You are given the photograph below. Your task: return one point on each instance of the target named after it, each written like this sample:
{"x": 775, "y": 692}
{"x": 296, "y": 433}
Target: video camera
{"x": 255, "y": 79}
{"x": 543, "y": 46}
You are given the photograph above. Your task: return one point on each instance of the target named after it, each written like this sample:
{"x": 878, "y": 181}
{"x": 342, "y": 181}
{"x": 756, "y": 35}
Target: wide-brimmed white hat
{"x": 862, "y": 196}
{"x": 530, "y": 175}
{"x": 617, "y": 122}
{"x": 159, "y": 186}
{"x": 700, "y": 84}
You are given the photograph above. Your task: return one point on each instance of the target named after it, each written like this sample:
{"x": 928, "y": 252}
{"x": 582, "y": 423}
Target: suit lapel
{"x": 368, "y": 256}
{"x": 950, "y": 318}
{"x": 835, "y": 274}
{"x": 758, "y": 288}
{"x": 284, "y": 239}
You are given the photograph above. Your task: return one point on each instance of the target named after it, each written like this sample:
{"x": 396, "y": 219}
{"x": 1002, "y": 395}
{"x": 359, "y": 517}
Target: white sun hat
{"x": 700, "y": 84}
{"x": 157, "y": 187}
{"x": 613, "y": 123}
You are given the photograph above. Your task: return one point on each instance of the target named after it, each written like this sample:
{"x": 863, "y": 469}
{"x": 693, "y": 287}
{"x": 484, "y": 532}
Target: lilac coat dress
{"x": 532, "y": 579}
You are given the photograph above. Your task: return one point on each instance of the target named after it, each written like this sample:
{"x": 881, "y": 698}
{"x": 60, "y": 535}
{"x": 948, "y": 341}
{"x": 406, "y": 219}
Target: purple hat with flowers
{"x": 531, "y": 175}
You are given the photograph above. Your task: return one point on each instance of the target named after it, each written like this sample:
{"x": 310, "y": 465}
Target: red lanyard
____
> **Aim of the task**:
Take the entries above and transcribe them exactly.

> **Completed exercise**:
You are given the photograph below. Your task: return one point on each instance of the target named after it, each written like this sample:
{"x": 775, "y": 692}
{"x": 296, "y": 433}
Target: video camera
{"x": 255, "y": 79}
{"x": 543, "y": 46}
You are given the photograph above. Your task: return one point on each instance of the target named after it, each written like this sample:
{"x": 878, "y": 181}
{"x": 342, "y": 181}
{"x": 756, "y": 35}
Target: wide-brimmed white hat
{"x": 862, "y": 196}
{"x": 530, "y": 175}
{"x": 617, "y": 122}
{"x": 159, "y": 186}
{"x": 700, "y": 84}
You are given the photograph above. Your task: return one point on each instance of the target named after it, each written like this sample:
{"x": 928, "y": 252}
{"x": 582, "y": 423}
Target: suit lapel
{"x": 368, "y": 256}
{"x": 950, "y": 318}
{"x": 835, "y": 274}
{"x": 758, "y": 288}
{"x": 284, "y": 239}
You are given the photograph above. Your task: return one point on each instance of the target named after it, each written like this sample:
{"x": 396, "y": 219}
{"x": 1002, "y": 395}
{"x": 359, "y": 517}
Target: white sun hat
{"x": 700, "y": 84}
{"x": 157, "y": 187}
{"x": 613, "y": 123}
You are given the photograph above. Your task: return one point on each instance of the target named after it, each written like this sample:
{"x": 863, "y": 469}
{"x": 693, "y": 287}
{"x": 484, "y": 532}
Target: lilac coat dress
{"x": 532, "y": 579}
You are given the photograph above. Your task: return one point on each instance of the target named after it, each written like this sample:
{"x": 881, "y": 698}
{"x": 60, "y": 535}
{"x": 948, "y": 341}
{"x": 406, "y": 219}
Target: purple hat with flowers
{"x": 531, "y": 175}
You are given the photograph above. Your task: return one point on each instance of the target named after it, each written like this sample:
{"x": 310, "y": 465}
Target: red lanyard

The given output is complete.